#### Text to read:
◇ ◇ ◇ ◇ ◇ ◇ ◇

Conway Scenic Railroad (Canadian National) No. 7470 is a preserved class "O-18-a" 0-6-0 "Switcher" type steam locomotive at the Conway Scenic Railroad in North Conway, New Hampshire.

History

Revenue service 
The locomotive was built by the Grand Trunk Railway at Pointe-Saint-Charles, Montreal, Quebec, in June 1921. The Grand Trunk classified the switcher as F9 Class and numbered it as No. 1795. When the Canadian National Railway absorbed the Grand Trunk in 1923, they reclassified it as an O-18-a and renumbered it as No. 7470.

Preservation 
After its retirement in 1960, the engine was spared scrapping by being sold to Canada Dominion Sugar, where it spent some additional years as a switcher and was renumbered as No. 303. In May 1963, it was purchased by the Ontario government for a transportation museum that never came to fruition. In 1965, it was sold to a man named Charles Weber, who had the engine placed in storage in Wallaceburg, Ontario, for several years untouched. It was later purchased by a rail collector named Fred Stock, with the engine put in storage at the Canadian National rail yard in Sarnia. In April 1968, Stock sold the engine to Dwight Smith.

Excursion service 
Smith was working on founding the Conway Scenic Railroad, which opened in 1974. After purchasing the engine, it was moved to Rigby Yard in South Portland, Maine, in October 1968. After sitting in Portland for three years, it was moved to North Conway, New Hampshire, in 1971, were it went through a three-year restoration. Subsequently, the locomotive returned to active service on August 3, 1974, and was renumbered as Conway Scenic No. 47, making its excursion return run on August 4, 1974. It was the new railroad's only locomotive in its earliest years. The engine was renumbered back to No. 7470 and the Canadian National paint scheme were restored in 1989, according to Railfan & Railroad magazine.

Today, the engine mainly operates in the mid-September and October seasons, for Railfans' Weekend, and for Steam in the Snow in January, where it is hosted by the Mass Bay Railroad Enthusiasts. It used to run during summer months as well, but ended in 2007, excluding special excursions. No. 7470 has also pulled the Notch Train on rare occasions for special events, once each in 2007 and 2011, and twice in 2019.

In July 2014, it was announced that the locomotive was going to be coming out of service due to a major federally mandated inspection and overhaul. The engine ran its last train on January 3, 2015, and its overhaul work began the following day. It returned to active service on June 1, 2019, and made its first test runs under its own power for the first time in four years. The locomotive made its excursion return on June 29, 2019.

◇ ◇ ◇ ◇ ◇ ◇ ◇

Stored entries:

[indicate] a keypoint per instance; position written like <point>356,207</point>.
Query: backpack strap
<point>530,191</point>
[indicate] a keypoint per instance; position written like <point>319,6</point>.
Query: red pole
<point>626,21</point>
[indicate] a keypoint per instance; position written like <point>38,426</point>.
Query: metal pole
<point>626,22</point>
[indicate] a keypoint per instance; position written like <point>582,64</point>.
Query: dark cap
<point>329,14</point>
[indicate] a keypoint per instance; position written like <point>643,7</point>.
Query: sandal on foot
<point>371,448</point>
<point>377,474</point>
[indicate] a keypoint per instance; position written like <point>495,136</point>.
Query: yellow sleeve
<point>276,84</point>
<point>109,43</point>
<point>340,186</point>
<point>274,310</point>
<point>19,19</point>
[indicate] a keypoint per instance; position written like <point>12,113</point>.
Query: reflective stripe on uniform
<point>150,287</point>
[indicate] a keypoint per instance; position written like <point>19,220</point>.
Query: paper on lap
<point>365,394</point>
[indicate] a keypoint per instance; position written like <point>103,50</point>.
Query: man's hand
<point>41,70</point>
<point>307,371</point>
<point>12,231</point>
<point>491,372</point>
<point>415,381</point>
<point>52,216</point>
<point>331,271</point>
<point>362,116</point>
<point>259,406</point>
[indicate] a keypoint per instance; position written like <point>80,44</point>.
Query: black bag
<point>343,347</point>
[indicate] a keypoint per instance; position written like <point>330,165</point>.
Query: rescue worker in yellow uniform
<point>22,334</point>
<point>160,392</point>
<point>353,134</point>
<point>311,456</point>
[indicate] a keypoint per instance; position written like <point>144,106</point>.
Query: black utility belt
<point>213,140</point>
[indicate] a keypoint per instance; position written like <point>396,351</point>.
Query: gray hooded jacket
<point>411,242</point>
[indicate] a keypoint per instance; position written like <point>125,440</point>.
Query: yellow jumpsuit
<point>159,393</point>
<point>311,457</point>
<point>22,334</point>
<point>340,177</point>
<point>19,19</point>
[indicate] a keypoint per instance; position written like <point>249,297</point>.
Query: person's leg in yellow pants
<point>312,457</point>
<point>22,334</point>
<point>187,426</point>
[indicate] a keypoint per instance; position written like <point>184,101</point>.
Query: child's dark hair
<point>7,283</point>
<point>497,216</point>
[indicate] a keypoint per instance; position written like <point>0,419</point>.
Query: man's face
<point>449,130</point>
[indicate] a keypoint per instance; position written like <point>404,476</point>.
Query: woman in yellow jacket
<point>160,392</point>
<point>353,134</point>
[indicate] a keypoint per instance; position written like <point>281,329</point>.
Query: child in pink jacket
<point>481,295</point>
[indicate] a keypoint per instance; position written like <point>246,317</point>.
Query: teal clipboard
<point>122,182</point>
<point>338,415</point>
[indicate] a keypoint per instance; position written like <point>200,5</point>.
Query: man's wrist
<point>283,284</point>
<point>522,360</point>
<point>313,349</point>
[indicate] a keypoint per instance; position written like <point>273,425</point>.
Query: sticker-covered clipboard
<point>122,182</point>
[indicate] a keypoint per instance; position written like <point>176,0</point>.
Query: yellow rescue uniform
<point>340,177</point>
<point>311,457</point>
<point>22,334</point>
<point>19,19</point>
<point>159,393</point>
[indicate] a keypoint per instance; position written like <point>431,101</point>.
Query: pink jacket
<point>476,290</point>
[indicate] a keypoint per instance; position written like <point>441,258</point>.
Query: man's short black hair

◇ ◇ ◇ ◇ ◇ ◇ ◇

#### Requirements:
• a. Quote the passage on locomotive No. 7470 word for word, starting at "Today, the engine" and ending at "twice in 2019.".
• b. Extend the account of locomotive No. 7470 beyond its final sentence.

#### Task responses:
• a.
Today, the engine mainly operates in the mid-September and October seasons, for Railfans' Weekend, and for Steam in the Snow in January, where it is hosted by the Mass Bay Railroad Enthusiasts. It used to run during summer months as well, but ended in 2007, excluding special excursions. No. 7470 has also pulled the Notch Train on rare occasions for special events, once each in 2007 and 2011, and twice in 2019.

• b.
No. 7470 made another Notch appearance on September 1, 2019. It pulled its first Steam in the Snow event since 2015 on January 4, 2020. No. 7470 was being prepared for the 2021 season for the engine's 100th birthday and was to see operation for most of the season, from June through December but due to work to be done to the engine, the plans were cancelled. The Conway Scenic Railroad has hosted its own Winter Steam event since the annual Massachusetts Bay Railroad Enthusiasts event was cancelled due to Massachusetts-New Hampshire travel restrictions.

Accident 
On the morning of January 3, 2022 at 4:44am, a radio inside 7470's cab caught fire, and it caused the inside of the locomotive's cab to burn up as well. The fire also damaged the spring in the whistle valve, causing the whistle to release a valve sound, which alerted the nearby steam locomotive mechanic, who called 9-1-1. The nearby fire department arrived shortly afterward to put the fire out. Had it not been for the whistle valve blowing itself, the 1874-built roundhouse it was stored in would have received critical fire damage and collapsed onto 7470. The cab has since been repaired and the engine returned to service in June 2022.

In popular culture
In 1972, the engine made its first ever film appearance in the Paramount Pictures film, A Separate Peace, lettered as Boston & Maine 47.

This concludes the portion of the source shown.